*Work required:* From the rows, copy out everything from the line containing "find the empty" down to the line containing "[0,0,23,422]". Replace "object detection system" with "object finder" and leave everything else unchanged.
* BEGIN *
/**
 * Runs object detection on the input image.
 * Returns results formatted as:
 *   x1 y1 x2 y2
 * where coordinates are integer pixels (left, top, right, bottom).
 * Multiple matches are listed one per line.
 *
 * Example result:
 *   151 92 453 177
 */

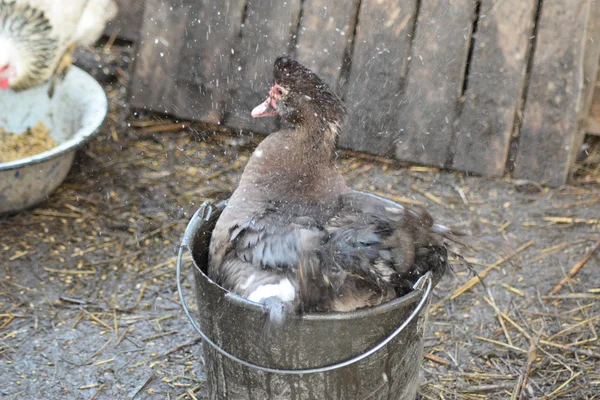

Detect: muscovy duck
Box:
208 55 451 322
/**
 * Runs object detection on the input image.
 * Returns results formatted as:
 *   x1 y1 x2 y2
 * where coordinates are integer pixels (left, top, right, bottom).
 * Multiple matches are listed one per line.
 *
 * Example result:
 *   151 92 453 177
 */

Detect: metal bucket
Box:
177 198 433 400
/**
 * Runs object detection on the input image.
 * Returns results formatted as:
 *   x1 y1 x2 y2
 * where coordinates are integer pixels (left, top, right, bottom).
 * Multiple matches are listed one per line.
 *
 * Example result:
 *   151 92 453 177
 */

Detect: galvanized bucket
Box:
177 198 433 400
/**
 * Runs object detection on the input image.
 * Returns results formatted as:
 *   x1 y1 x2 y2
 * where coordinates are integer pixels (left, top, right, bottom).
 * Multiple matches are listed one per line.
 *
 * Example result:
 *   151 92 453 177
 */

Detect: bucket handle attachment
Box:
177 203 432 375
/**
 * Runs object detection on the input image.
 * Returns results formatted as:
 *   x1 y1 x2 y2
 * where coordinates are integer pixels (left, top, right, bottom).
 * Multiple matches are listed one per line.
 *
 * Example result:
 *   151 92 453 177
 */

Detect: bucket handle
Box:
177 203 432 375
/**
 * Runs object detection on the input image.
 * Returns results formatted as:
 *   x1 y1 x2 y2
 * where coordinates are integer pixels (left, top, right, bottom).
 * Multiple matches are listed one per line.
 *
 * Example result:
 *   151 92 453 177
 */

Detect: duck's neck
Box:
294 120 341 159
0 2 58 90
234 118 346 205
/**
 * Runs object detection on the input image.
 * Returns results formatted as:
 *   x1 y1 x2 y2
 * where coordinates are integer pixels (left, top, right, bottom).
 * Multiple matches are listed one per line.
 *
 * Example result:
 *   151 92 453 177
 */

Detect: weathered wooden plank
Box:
* END *
* BEGIN *
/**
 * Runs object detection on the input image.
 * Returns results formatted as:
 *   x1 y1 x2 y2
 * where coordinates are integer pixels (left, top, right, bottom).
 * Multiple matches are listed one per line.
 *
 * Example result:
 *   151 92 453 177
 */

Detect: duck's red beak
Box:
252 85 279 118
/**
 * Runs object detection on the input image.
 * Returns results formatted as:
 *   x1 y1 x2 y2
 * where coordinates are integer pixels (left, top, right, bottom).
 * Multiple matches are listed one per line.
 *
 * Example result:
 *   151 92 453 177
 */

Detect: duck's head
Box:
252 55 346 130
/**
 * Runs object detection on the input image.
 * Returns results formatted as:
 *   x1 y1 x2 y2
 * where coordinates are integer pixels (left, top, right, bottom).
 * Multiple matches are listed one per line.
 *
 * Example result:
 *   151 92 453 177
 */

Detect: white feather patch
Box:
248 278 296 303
* END *
* BEGIN *
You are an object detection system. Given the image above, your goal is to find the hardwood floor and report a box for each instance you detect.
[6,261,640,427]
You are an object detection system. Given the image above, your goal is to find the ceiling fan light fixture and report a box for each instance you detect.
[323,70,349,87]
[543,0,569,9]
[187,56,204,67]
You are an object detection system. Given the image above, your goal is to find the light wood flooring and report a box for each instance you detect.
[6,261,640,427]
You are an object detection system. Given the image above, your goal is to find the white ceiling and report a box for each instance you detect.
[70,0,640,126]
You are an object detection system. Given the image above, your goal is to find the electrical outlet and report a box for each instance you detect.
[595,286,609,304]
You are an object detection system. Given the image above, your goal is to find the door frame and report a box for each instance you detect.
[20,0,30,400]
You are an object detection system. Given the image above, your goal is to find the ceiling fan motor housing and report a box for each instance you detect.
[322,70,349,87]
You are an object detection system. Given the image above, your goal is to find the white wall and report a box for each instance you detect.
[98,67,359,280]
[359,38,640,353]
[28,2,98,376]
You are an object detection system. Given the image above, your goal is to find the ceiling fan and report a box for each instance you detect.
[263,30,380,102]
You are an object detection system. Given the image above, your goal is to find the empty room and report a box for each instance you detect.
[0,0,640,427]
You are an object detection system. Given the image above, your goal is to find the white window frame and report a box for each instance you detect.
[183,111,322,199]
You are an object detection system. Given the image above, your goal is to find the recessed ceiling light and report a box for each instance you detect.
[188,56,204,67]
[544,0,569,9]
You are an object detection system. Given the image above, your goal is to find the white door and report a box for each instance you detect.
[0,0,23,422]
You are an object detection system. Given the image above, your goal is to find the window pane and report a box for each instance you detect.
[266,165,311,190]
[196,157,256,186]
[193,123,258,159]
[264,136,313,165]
* END *
*Finished task:*
You are an object finder. Given the image above, your goal is to find the empty room and report a box for each instance you detect.
[0,0,640,427]
You are an object finder. Given the image above, your goal is to find the white window frame and report a box for each instance you detect.
[183,111,322,199]
You are an object finder. Given the image above, your goal is to find the recessed ceiling light and report a box for each instance you detect.
[188,56,204,67]
[544,0,569,9]
You are an object finder. Given the image above, your goal is to find the white door and report a box for each instance you detect.
[0,0,23,422]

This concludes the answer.